- _INFORMATION SUPPLIED_
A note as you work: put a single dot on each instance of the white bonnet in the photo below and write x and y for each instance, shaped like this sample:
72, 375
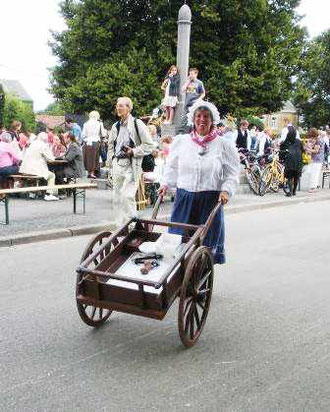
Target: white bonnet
201, 103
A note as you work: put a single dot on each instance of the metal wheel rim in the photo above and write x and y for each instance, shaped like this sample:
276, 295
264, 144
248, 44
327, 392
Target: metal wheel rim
263, 185
195, 297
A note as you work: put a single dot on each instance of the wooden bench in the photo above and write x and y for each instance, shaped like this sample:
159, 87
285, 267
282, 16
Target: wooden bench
78, 189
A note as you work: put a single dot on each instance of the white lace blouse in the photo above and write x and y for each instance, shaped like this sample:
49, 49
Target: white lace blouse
195, 169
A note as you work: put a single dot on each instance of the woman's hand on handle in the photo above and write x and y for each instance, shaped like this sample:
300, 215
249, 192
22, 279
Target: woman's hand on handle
224, 197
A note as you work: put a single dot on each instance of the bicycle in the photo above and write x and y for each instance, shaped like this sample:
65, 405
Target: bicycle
272, 177
252, 168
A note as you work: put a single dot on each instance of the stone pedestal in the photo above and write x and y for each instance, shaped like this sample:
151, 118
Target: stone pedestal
182, 62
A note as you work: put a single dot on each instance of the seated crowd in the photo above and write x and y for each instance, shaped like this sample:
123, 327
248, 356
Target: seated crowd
28, 154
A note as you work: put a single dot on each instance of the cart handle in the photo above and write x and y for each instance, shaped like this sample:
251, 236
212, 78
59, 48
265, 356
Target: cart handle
209, 221
155, 210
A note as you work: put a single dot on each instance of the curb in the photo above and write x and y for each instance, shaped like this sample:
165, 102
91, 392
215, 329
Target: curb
54, 234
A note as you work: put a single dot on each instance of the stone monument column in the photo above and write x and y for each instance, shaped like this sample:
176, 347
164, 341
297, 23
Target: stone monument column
182, 57
182, 62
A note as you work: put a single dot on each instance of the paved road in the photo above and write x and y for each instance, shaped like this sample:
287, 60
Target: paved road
265, 347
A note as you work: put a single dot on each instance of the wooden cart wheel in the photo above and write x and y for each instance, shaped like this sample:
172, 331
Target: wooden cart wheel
195, 297
92, 315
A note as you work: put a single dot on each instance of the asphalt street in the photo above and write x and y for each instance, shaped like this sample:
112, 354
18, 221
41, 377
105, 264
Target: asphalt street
265, 347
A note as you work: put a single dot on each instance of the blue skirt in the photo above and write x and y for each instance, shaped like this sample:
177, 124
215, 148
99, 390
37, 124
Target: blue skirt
194, 208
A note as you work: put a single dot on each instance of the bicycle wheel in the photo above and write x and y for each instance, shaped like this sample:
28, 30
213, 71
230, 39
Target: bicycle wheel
277, 178
253, 180
265, 180
286, 187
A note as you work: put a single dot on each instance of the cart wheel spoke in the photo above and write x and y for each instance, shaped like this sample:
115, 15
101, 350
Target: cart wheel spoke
189, 301
197, 285
198, 322
204, 279
191, 321
201, 305
93, 312
90, 314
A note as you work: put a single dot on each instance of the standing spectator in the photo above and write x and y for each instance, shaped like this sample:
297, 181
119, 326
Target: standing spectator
129, 141
75, 167
58, 147
171, 85
24, 139
285, 131
327, 146
314, 147
293, 148
35, 162
93, 132
50, 134
242, 136
15, 129
193, 88
254, 132
9, 158
74, 128
14, 132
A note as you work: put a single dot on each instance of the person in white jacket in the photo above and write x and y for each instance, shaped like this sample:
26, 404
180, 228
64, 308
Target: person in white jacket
35, 162
129, 141
92, 133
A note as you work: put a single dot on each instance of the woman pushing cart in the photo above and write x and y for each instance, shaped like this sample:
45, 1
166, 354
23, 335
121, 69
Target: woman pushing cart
118, 273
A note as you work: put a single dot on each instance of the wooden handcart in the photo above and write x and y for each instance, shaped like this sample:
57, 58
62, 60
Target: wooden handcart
102, 287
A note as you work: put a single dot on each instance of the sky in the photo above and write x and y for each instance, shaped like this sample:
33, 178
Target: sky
25, 31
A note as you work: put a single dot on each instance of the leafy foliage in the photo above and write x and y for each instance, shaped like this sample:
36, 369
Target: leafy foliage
312, 88
247, 52
54, 109
16, 109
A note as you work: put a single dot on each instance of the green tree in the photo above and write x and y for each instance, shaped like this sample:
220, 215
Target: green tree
16, 109
54, 109
312, 88
247, 52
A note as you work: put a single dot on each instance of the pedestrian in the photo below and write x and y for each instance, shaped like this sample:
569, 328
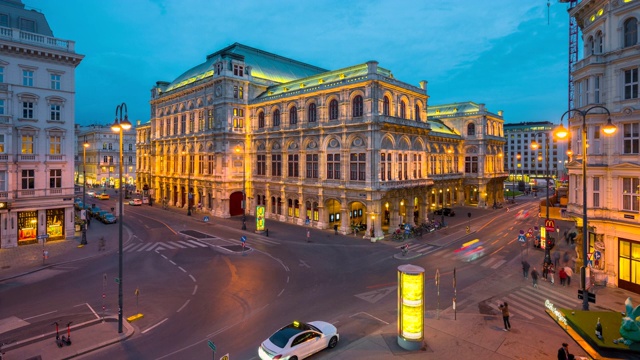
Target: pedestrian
563, 276
505, 316
525, 269
569, 272
534, 277
556, 258
563, 353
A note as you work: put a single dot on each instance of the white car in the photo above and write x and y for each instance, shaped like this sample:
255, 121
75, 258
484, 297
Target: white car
135, 202
298, 341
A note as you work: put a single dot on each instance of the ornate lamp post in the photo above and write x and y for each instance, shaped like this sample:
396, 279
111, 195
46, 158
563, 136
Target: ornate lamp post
238, 149
119, 126
85, 145
561, 133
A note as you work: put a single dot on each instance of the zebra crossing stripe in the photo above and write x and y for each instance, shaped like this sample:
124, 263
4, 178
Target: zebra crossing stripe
131, 246
148, 246
521, 308
186, 243
198, 243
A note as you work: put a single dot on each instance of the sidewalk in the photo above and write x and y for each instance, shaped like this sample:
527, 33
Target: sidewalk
465, 334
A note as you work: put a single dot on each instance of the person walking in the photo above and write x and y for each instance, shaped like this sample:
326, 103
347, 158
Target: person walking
563, 276
505, 315
534, 277
564, 354
569, 272
525, 269
556, 258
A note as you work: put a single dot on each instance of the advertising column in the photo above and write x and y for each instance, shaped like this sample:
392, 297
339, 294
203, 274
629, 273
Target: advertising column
410, 307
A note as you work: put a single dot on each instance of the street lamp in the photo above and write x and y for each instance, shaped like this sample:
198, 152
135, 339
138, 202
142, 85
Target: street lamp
535, 146
189, 196
187, 157
244, 188
561, 133
119, 126
85, 145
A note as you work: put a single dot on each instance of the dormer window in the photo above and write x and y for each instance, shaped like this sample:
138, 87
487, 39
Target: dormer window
238, 70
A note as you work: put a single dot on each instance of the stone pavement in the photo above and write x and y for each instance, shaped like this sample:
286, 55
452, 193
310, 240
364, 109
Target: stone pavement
466, 333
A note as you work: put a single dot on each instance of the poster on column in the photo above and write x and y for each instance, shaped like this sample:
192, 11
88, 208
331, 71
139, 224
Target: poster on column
260, 220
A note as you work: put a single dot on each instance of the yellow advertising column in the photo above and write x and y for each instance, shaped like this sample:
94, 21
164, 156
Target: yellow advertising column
410, 307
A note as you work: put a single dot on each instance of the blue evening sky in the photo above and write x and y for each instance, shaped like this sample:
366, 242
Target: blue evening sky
498, 52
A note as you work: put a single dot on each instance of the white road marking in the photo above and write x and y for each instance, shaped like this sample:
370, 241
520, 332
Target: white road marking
154, 326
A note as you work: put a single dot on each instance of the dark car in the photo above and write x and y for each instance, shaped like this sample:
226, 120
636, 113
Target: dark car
445, 212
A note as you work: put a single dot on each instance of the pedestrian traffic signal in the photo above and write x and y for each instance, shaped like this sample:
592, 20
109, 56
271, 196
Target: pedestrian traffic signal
591, 297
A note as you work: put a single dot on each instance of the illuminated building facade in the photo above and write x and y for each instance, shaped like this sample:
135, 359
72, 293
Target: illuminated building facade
607, 75
329, 148
37, 139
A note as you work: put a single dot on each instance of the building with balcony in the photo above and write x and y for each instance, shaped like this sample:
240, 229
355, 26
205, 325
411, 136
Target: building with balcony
525, 164
103, 156
607, 75
311, 146
37, 101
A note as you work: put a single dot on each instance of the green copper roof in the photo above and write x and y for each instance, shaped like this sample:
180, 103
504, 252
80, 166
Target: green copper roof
325, 79
264, 65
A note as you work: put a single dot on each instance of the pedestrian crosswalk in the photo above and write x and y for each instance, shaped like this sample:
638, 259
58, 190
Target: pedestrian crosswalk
164, 245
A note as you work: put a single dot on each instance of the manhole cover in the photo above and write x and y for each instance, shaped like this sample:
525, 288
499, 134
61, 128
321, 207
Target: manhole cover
196, 234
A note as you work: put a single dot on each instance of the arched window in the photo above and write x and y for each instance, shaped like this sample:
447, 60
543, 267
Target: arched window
311, 114
357, 106
599, 42
385, 106
333, 110
293, 115
630, 32
471, 129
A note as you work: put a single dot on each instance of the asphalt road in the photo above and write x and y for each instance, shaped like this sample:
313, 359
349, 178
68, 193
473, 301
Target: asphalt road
196, 288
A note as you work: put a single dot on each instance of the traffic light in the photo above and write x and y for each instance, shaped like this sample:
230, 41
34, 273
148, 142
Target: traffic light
591, 297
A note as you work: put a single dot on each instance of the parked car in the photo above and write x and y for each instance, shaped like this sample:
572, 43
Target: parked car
445, 212
135, 202
299, 340
93, 211
109, 219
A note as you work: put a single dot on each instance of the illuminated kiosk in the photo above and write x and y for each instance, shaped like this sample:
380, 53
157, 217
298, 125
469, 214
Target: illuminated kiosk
410, 307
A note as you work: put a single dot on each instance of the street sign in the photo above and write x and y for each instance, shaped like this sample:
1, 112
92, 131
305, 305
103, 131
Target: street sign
550, 225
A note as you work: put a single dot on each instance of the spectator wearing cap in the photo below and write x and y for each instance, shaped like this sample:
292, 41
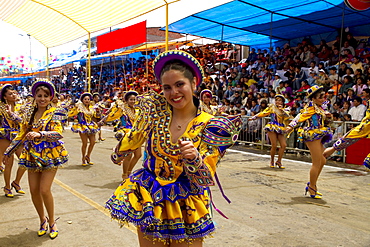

- _GIVEN REQUEST_
Select every line in the rows above that contains the string "bench", and treat case as significant.

- _FINAL RESULT_
A note as you work: put a single dot on each instance of the wooden bench in the photo above and write x and y for each instance, shaped like this sample:
Target: wooden bench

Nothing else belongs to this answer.